Exercise aim:
Only the text should come through, so restate the listing exactly and drop its images.

Working data:
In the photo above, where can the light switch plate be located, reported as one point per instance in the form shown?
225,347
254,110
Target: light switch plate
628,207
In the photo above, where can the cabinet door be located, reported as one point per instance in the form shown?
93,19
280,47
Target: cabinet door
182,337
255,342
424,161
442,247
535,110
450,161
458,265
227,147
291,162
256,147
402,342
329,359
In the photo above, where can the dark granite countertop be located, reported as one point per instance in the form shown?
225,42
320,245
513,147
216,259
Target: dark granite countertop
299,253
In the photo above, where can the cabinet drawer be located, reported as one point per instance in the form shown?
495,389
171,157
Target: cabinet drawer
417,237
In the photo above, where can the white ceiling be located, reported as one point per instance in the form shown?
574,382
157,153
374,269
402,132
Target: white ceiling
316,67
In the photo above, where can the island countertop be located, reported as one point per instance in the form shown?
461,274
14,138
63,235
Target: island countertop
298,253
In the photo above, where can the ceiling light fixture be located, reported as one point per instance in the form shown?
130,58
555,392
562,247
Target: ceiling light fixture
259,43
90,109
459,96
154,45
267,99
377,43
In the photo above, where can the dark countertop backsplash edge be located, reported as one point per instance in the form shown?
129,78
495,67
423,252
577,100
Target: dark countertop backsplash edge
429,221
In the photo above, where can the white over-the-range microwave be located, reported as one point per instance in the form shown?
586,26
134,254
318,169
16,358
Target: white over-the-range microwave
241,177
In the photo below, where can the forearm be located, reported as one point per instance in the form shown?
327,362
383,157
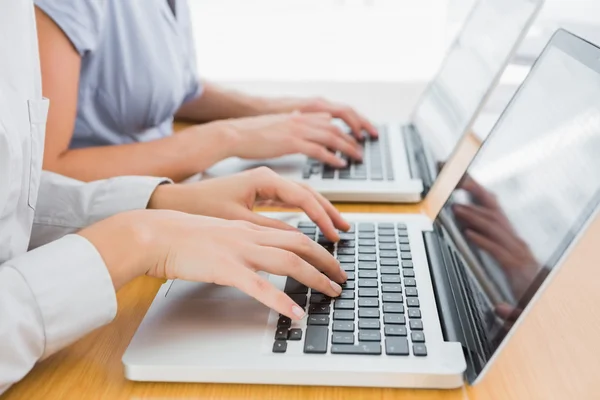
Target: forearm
219,103
176,157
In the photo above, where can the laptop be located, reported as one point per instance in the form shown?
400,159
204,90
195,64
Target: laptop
428,303
402,164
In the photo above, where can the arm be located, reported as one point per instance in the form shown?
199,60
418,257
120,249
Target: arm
176,157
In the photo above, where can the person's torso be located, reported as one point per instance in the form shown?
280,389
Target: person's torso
22,123
139,74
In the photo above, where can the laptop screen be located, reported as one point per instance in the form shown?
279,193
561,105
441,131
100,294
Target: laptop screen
528,193
469,73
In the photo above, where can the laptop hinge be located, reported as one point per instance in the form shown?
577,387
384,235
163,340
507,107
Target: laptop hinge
415,154
452,307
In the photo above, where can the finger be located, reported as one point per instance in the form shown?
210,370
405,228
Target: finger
308,250
318,152
336,217
269,222
278,188
333,141
262,290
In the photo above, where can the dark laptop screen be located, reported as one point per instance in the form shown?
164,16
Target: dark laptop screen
469,72
529,191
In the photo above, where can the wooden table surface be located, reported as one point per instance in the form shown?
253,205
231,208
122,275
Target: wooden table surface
555,353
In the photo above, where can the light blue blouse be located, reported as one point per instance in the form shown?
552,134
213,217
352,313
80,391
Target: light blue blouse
138,66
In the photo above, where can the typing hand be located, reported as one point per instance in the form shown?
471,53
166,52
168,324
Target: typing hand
485,225
354,120
175,245
271,136
235,196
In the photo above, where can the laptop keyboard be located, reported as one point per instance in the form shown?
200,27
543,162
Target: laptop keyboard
378,310
376,164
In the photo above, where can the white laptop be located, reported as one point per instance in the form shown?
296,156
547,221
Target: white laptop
402,165
427,304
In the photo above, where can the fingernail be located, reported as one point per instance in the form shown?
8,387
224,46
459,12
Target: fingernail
336,287
299,312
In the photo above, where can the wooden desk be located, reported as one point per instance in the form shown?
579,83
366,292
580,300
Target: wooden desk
553,355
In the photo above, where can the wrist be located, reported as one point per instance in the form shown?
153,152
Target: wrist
126,243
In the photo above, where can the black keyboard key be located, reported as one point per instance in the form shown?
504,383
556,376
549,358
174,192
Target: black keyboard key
369,243
396,346
281,334
342,338
368,313
367,250
366,227
367,257
412,302
348,285
317,319
393,308
394,319
367,283
392,298
419,349
319,298
295,334
366,275
395,330
300,299
391,288
315,340
284,322
368,348
369,336
390,279
344,304
343,315
280,346
346,252
292,286
319,309
343,326
415,325
390,271
366,235
369,324
368,292
417,337
347,259
368,302
348,267
365,265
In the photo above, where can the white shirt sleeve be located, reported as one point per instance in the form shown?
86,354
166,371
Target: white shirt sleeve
67,205
50,297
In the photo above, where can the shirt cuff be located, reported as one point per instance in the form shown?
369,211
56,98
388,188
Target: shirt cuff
72,288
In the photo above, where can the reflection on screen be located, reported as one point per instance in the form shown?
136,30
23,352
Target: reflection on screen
469,72
527,194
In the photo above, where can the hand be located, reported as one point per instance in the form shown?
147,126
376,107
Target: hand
271,136
235,196
174,245
354,120
486,225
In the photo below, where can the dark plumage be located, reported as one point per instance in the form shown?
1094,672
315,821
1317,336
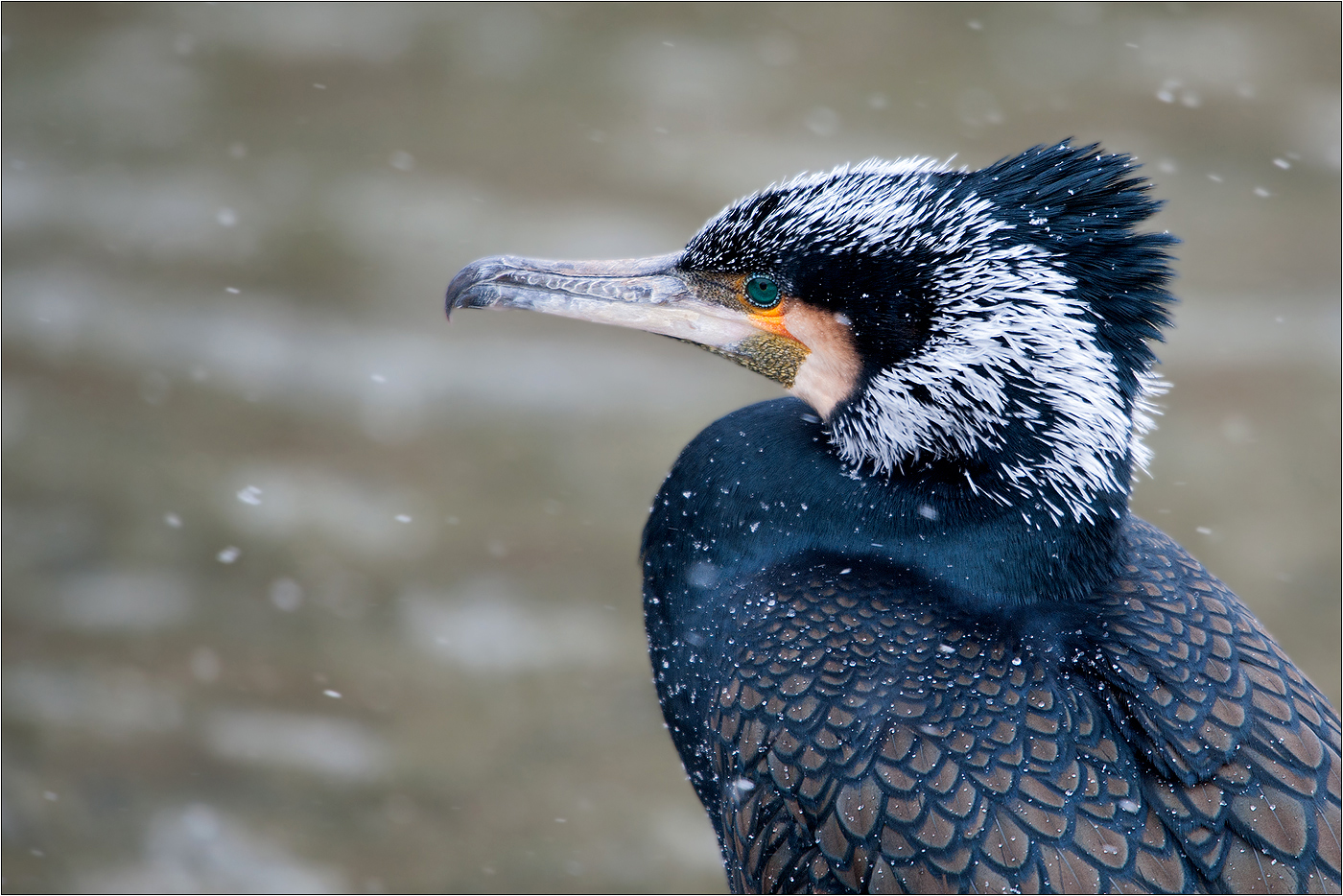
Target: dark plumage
906,633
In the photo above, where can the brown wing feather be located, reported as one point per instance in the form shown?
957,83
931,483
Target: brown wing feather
869,741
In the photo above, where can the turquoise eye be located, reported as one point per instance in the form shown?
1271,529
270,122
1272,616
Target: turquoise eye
762,292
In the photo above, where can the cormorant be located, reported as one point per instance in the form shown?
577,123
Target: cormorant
906,631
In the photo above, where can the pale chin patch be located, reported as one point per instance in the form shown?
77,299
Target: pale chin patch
830,372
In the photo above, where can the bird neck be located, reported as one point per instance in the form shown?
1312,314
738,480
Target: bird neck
765,485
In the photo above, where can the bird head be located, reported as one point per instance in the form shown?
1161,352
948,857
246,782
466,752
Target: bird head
989,321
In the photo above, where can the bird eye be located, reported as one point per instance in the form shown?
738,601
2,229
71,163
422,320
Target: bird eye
762,292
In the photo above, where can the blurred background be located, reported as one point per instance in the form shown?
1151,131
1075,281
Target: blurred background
308,590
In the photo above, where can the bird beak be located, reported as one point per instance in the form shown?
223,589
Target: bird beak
651,295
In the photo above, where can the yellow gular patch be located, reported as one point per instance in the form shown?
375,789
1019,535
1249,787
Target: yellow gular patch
830,371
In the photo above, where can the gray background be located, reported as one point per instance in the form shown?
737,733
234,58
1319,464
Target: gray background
306,589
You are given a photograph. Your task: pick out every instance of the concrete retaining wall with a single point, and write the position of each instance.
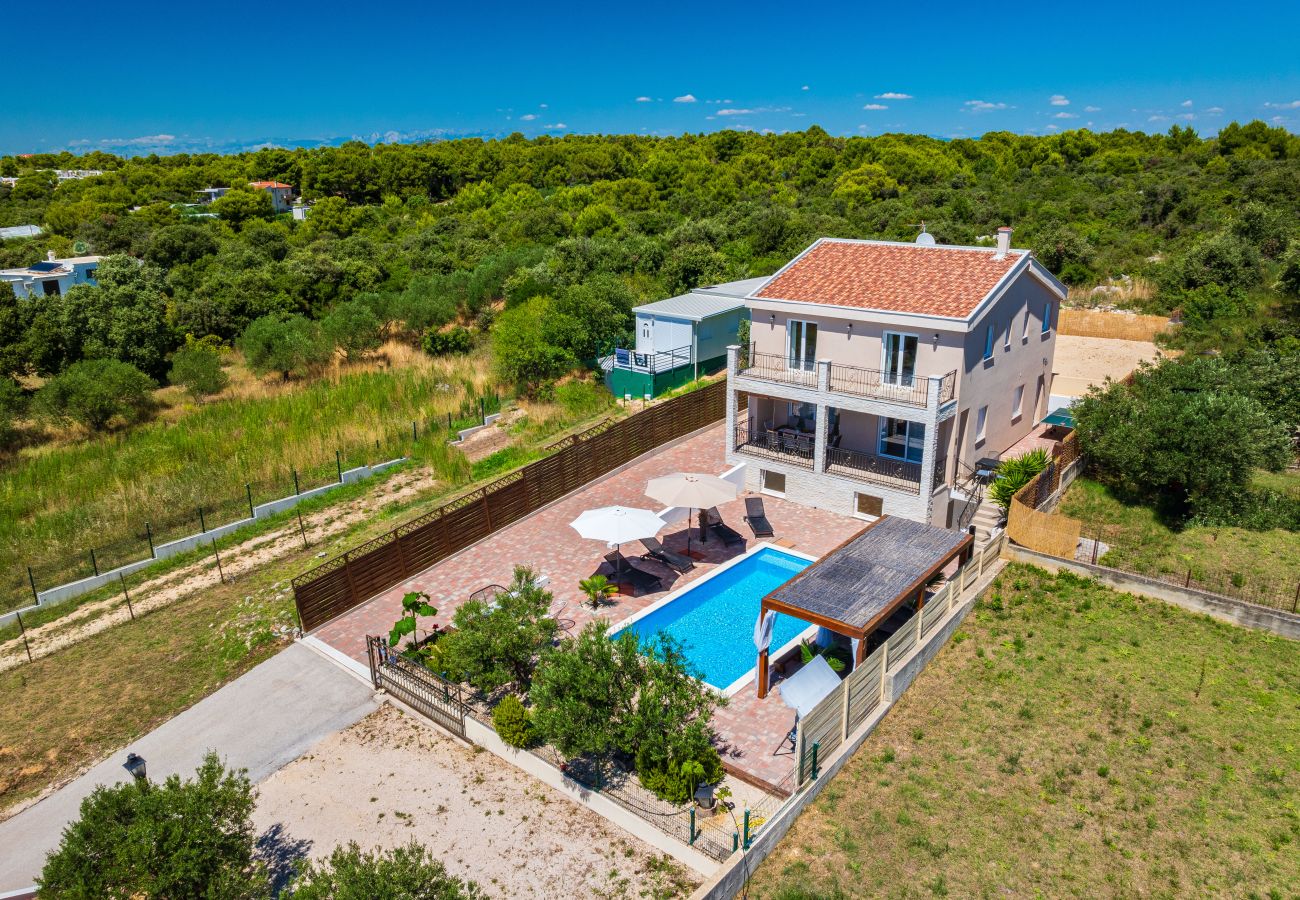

Expected output:
In the photo above, where can the light switch plate be located, reported as one point per instance in the form shown?
225,347
254,110
Target: light switch plate
628,207
In the photo above, where can the cabinet door be located, reported as one point per instance in the form shown?
93,19
280,47
Target: cabinet door
182,337
255,342
424,161
442,247
535,110
450,161
458,265
227,147
291,162
256,147
402,342
329,359
In the photo above, where can the dark granite countertop be located, reported as one point per instance in the form shown?
225,42
320,245
513,147
216,259
Target: dark granite countertop
299,253
In the photo above, where can the cabinet drawer be located, reported as one point per instance in the form shown?
495,389
171,157
Target: cabinet drawer
417,237
In the photo above, where can the white ceiling be located, reported as one point per instance in the form shown?
574,382
157,153
374,269
402,132
Target: white ceiling
316,67
In the photo above, where can the island countertop be located, reported as one point per instance in the form shown?
461,274
14,138
63,235
Target: island countertop
298,253
In the photo above, where can the ceiling light fixture be located, reported as one point per instance in the form shown?
130,58
555,392
562,247
Target: ceiling light fixture
259,43
90,109
459,96
154,45
267,99
377,43
In the photo above, where can the dark countertop backsplash edge be located, reported as one point per instance in the form shown?
129,78
495,67
423,252
577,100
Target: dark countertop backsplash edge
429,221
In the photo above, where can the white over-the-range microwave be located, reported as one point per instance in the form shown?
586,26
134,254
318,169
16,358
Target: white over-the-range microwave
241,177
In the photo below, where can the forearm be located, reported as one point per instance in the form shown?
327,362
383,157
Target: forearm
219,103
176,157
In the photo above, where can the laptop be located, reported as one point per instance in the form shown?
400,159
204,90
195,64
Target: laptop
428,303
402,164
In the photo above, where can the arm be located, reported as one point per instance in the form shown?
199,60
418,257
120,249
Target: arm
176,157
In the photo above, where can the person's torso be located, reported as one point per instance in the form shown?
280,389
Target: person's torso
22,123
139,74
In the photo above, where can the laptop screen be located, reported as one point per instance in the form shown?
279,193
561,105
441,131
100,294
Target: laptop screen
528,193
469,73
In the photo above, where can the laptop hinge be located, reported as one point per instance in the form shown?
577,387
384,235
163,340
507,107
Target: laptop hinge
415,154
452,307
In the photo above, where can the finger be located, reported as one point per instance in the form shown?
210,370
405,228
Target: finger
308,250
318,152
336,217
269,222
278,188
333,141
262,290
In the photo above, where can the dark laptop screen be located, reported as one point per instance in the form shown?
164,16
Target: dark laptop screen
469,72
529,191
In the photo above, where can the wooden table surface be located, reported as one point per instance in the form shown?
253,205
231,208
122,275
Target: wooden table surface
555,353
In the photo above, where can the light blue blouse be located, reported as one point per instance in the form shown?
552,134
213,217
352,313
80,391
Target: light blue blouse
138,66
In the photo above, where can the typing hand be located, reported as one point per instance in the form shown?
471,53
166,52
168,324
Target: typing hand
485,225
354,120
175,245
271,136
235,196
In the photo above, where can the laptop keyboard be located, reported as one point per instance in the form shown?
200,27
543,162
Target: laptop keyboard
378,310
376,164
In the photo above, where can the white laptop be located, reported as one point per instance in the form shown?
296,156
547,221
Target: white laptop
402,165
427,304
In the photo above, where can the fingernail be located, reported as one point per instance in the form shown?
8,387
224,46
459,12
Target: fingernail
336,287
299,312
In the photo above, where can the wooden desk be located, reported as one point per instance in the form shown?
579,83
366,292
580,300
Target: wooden desk
553,355
In the photo above, where can the wrist be located, reported as one point per instance in the form shown?
153,152
Target: wrist
126,243
In the photo above, where can the black keyboard key be located, reported as one point per instance in the form shown?
504,383
556,376
549,358
174,192
Target: black keyboard key
369,243
396,346
281,334
342,338
368,313
367,250
366,227
367,257
412,302
348,285
317,319
393,308
394,319
367,283
392,298
419,349
319,298
295,334
366,275
395,330
300,299
391,288
315,340
284,322
368,348
369,336
390,279
344,304
343,315
280,346
346,252
292,286
319,309
343,326
415,325
390,271
366,235
369,324
368,292
417,337
347,259
368,302
348,267
365,265
In the photo above, where can the white shirt sleeve be located, reported as one point per instance in the form shown?
86,354
166,371
Target: white shirt sleeve
67,205
50,297
In the photo above, where can the shirt cuff be located, reported as one point per instance in the form shown?
369,211
56,98
388,188
Target: shirt cuff
72,288
In the photo above, where can the reflection on screen be located, reported as one point per instance in the form shown?
136,30
23,352
Target: reflection on screen
469,72
527,194
In the photo above, where can the hand be located, reported as one point per instance in the form shown?
147,126
376,107
Target: hand
271,136
235,196
174,245
354,120
486,225
In the photo below, where can the dark plumage be located, reported as one point per instance in the form shown?
1094,672
315,821
1317,336
Target: dark plumage
906,633
In the photo above, where can the brown wing feather be located, reported as one point per instance in the form shown?
957,83
931,483
Target: brown wing feather
869,741
In the photo above, where can the turquoise eye be located, reported as one point per instance in the form shown?
1271,529
270,122
1272,616
Target: turquoise eye
762,292
In the photo above, where can the cormorant be located, reported as one point per instance in the form shown?
577,123
Target: cormorant
906,631
In the photo above, where can the pale chin patch be located, reported as one point per instance in the form shown?
77,299
Target: pale chin patch
830,372
In the photo above, where can the bird neck be located, reported as one point per instance in the form shown?
1312,314
738,480
Target: bird neck
765,485
In the photo above, where can the bird head be located, reported as one point per instance in the form shown?
1161,352
948,857
246,782
466,752
Target: bird head
989,321
In the photo above, where can the bird eye be located, reported as one point per instance in the form shown?
738,601
2,229
71,163
422,320
Target: bird eye
762,292
In the photo above, where can the blurred background be located, reported as one point per instance in the form shown?
1151,131
1075,281
Target: blurred background
308,590
In the photo above, where can the bird beak be located, reported as one point per instance in the form shown?
223,589
Target: bird beak
651,295
In the photo above, where can the yellow gular patch be located, reported as one point per instance in the form shown?
375,789
1019,535
1249,787
Target: yellow gular patch
830,371
In the photo above, where can the gray background be located, reported as one point per instance in the form shown?
737,733
234,58
1319,464
Target: gray background
306,589
You are given a photograph. Your task: pick out every instance of the concrete retaining wall with a single point, and write the position of each instance.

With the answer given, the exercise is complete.